— BEGIN SOURCE EXCERPT —

In 2016 I’m embracing the decision.

Veeam CEO Ratmir Timashev recently wrote in a Fortune article, “It’s better to make a bad decision than to make no decision at all.” And that got me thinking.

When things aren’t going so great, I get super freaked out. Or scared. Or sad. Or mad. But, whatever I am at the time, I know I’ve got to keep going, try to keep a clear head and decide which way to go. Out the window? Through the door? Left at the fork? What do I do next? A decision needs to be made, so I make one. Instinctively I know I can only stop and freeze for so long.

When everything’s going OK, status quo, boring even, that’s when I really freeze up.

Once you notice these feelings, these “indicators”, you’ve already done a lot of the hard work. Just noticing there is something going on is a step forward, and harnessing that momentum gets you to decision, even if the decision is to ultimately stay put.


Change your mindset to consider that your problems are really more opportunities to make decisions. And decisions get you closer to outcomes. And that’s what it’s all about.

— END SOURCE EXCERPT —

▶ **STATED PROBLEM 1**
Transcribe the part of the post on decision-making that opens with the words containing "Veeam CEO Ratmir" and closes with "got me thinking.".
▶ **STATED PROBLEM 2**
Condense the paragraph of the post on decision-making that begins "When things aren't going so great" into a shorter version that keeps its main facts.

— BEGIN GIVEN DATA —

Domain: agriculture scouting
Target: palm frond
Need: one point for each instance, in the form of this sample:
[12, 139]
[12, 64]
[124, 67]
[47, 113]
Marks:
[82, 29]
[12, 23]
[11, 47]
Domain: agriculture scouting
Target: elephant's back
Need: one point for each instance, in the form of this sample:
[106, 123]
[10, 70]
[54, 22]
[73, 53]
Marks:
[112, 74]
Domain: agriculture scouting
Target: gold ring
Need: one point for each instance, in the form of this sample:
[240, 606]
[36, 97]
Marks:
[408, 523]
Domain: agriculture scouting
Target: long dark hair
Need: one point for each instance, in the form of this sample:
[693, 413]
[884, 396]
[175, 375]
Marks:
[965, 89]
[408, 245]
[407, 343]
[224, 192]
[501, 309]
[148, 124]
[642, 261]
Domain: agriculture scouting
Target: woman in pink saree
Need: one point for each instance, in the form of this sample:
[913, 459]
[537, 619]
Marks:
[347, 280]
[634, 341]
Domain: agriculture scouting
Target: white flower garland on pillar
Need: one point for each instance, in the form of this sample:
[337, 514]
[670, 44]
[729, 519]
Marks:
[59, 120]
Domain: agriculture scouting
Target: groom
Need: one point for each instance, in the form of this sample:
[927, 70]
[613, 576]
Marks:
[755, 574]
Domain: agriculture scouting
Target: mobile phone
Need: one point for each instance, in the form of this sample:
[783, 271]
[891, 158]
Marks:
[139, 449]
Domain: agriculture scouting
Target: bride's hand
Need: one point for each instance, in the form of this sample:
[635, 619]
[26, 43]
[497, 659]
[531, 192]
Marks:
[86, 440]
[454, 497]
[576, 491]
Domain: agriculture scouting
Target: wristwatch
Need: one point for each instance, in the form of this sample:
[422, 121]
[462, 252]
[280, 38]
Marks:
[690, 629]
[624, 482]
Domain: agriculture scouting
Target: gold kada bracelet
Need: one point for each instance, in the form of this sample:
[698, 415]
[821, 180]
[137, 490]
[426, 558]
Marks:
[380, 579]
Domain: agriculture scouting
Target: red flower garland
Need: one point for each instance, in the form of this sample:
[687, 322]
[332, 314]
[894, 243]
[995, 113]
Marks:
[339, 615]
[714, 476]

— END GIVEN DATA —

▶ **CORRECT OUTPUT 1**
Veeam CEO Ratmir Timashev recently wrote in a Fortune article, “It’s better to make a bad decision than to make no decision at all.” And that got me thinking.

▶ **CORRECT OUTPUT 2**
When things go badly, the writer feels freaked out, scared, sad, or mad but knows to keep going, keep a clear head, and choose a direction. A decision has to be made, so the writer makes one, sensing that freezing can only last so long.